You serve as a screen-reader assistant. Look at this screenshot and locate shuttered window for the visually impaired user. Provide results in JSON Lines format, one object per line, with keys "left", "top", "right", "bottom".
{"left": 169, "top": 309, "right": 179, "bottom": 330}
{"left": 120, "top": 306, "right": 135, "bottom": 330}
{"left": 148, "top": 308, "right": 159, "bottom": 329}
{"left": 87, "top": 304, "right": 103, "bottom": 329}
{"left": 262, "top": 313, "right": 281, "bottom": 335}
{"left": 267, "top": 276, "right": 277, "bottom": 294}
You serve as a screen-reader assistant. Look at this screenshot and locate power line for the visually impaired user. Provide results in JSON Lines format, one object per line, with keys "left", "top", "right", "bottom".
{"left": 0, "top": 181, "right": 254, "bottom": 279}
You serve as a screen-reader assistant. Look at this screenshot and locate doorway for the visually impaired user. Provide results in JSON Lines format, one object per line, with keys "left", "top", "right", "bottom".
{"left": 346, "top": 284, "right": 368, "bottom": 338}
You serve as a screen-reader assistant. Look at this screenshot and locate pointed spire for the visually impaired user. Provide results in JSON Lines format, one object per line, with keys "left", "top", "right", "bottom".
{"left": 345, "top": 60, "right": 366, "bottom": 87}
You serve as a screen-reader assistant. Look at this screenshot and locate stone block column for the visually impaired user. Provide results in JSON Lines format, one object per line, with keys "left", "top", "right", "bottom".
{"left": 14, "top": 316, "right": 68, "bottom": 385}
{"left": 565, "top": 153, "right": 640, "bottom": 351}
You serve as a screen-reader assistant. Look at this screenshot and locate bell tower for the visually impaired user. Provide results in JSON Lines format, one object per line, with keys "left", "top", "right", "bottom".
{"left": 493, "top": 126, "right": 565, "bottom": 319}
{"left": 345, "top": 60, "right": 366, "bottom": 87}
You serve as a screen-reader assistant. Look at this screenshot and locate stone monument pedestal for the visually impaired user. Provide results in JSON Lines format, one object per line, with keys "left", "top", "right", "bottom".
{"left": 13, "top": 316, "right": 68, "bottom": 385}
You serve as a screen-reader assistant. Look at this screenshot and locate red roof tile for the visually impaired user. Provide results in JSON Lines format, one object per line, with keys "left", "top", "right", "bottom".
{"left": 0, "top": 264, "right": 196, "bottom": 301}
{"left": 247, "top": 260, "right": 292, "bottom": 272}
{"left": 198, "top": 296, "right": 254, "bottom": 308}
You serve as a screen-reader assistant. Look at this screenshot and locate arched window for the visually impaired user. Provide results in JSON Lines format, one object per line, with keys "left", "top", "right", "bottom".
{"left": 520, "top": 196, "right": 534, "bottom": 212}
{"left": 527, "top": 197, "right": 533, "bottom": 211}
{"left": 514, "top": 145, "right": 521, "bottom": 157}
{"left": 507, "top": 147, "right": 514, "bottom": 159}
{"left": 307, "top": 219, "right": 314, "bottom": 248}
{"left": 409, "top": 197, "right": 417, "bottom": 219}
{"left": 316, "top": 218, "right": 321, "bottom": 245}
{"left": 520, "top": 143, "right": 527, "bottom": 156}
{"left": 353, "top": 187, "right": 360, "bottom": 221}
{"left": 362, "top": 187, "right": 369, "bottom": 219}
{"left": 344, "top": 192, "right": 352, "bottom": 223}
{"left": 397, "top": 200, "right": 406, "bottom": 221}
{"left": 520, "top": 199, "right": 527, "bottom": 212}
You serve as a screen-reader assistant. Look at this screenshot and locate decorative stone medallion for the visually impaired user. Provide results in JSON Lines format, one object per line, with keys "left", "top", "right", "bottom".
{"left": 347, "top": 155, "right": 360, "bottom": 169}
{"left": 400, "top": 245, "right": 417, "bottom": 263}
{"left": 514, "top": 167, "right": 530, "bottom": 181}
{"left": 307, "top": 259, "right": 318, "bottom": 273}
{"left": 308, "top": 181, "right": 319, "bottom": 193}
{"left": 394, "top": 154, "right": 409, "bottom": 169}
___
(Aim of the exercise)
Each line of the listing above should be output exactly.

(Written solution)
You serve as a screen-reader assistant. Look at this screenshot and locate shuttered window for the visually impaired user. Provide results in JSON Lines format, one object per line, with keys "left", "top", "right", "bottom".
{"left": 169, "top": 309, "right": 179, "bottom": 330}
{"left": 120, "top": 306, "right": 135, "bottom": 330}
{"left": 148, "top": 308, "right": 159, "bottom": 329}
{"left": 87, "top": 304, "right": 103, "bottom": 329}
{"left": 262, "top": 313, "right": 281, "bottom": 335}
{"left": 267, "top": 276, "right": 277, "bottom": 294}
You serve as a screen-reader assistant. Look at this screenshot and locate power line for the visually impaired user. Provide results in JSON Lines format, one object per line, with keys "left", "top", "right", "bottom".
{"left": 0, "top": 181, "right": 254, "bottom": 279}
You serve as a screen-reader assistant. Look at this screenshot and locate doorway for the visually impaired user. Provide results in JSON Lines format, one object per line, with keys "left", "top", "right", "bottom".
{"left": 346, "top": 284, "right": 368, "bottom": 338}
You serve as a screen-reader assistant. Look at this screenshot and locate pointed spire for the visually impaired user. Provide results in JSON Lines format, one object per line, with keys "left", "top", "right", "bottom".
{"left": 345, "top": 60, "right": 366, "bottom": 87}
You serve as a screen-reader assistant. Look at this screenshot and locate stone block column for the visually impaired user. Provide results in JSON Lines format, one object per line, with keys "left", "top", "right", "bottom".
{"left": 14, "top": 316, "right": 68, "bottom": 385}
{"left": 565, "top": 153, "right": 640, "bottom": 351}
You serve as a screen-reader assistant. Look at this screenshot and locate bell tower for the visually impaired user. Provide results in JSON Lines format, one object per line, with keys "left", "top", "right", "bottom".
{"left": 493, "top": 126, "right": 565, "bottom": 319}
{"left": 345, "top": 60, "right": 366, "bottom": 87}
You serve as a screen-reader assistant. Look at this screenshot and locate stone monument pedestal for the visually impaired user. Provide results in JSON Lines format, one object per line, with keys "left", "top", "right", "bottom".
{"left": 13, "top": 316, "right": 68, "bottom": 385}
You serve as a screen-reader assistant. Look at this screenshot and locate red roof tile for the visually impaired user. Provide results in JSON Lines format, one object per line, with keys "left", "top", "right", "bottom".
{"left": 0, "top": 264, "right": 196, "bottom": 301}
{"left": 247, "top": 260, "right": 292, "bottom": 272}
{"left": 198, "top": 296, "right": 254, "bottom": 308}
You serve as a screen-reader assistant. Look at this screenshot and locate arched window for the visually impaired user. Provide results in JSON Lines format, one object per line, with keys "left", "top", "right", "bottom".
{"left": 520, "top": 196, "right": 534, "bottom": 212}
{"left": 527, "top": 197, "right": 533, "bottom": 211}
{"left": 514, "top": 145, "right": 521, "bottom": 157}
{"left": 507, "top": 147, "right": 514, "bottom": 159}
{"left": 307, "top": 219, "right": 314, "bottom": 248}
{"left": 409, "top": 197, "right": 417, "bottom": 219}
{"left": 316, "top": 218, "right": 321, "bottom": 245}
{"left": 520, "top": 143, "right": 527, "bottom": 156}
{"left": 353, "top": 187, "right": 360, "bottom": 221}
{"left": 362, "top": 187, "right": 369, "bottom": 219}
{"left": 344, "top": 192, "right": 352, "bottom": 223}
{"left": 397, "top": 200, "right": 406, "bottom": 221}
{"left": 520, "top": 199, "right": 527, "bottom": 212}
You serve as a screen-reader assistant. Look at this screenshot and locate decorative stone medallion for the visually impaired user. Provide results in JSON Lines format, one object per line, with keys "left", "top", "right", "bottom".
{"left": 347, "top": 155, "right": 360, "bottom": 169}
{"left": 400, "top": 245, "right": 417, "bottom": 263}
{"left": 514, "top": 167, "right": 530, "bottom": 181}
{"left": 307, "top": 259, "right": 318, "bottom": 273}
{"left": 308, "top": 181, "right": 319, "bottom": 193}
{"left": 394, "top": 154, "right": 409, "bottom": 169}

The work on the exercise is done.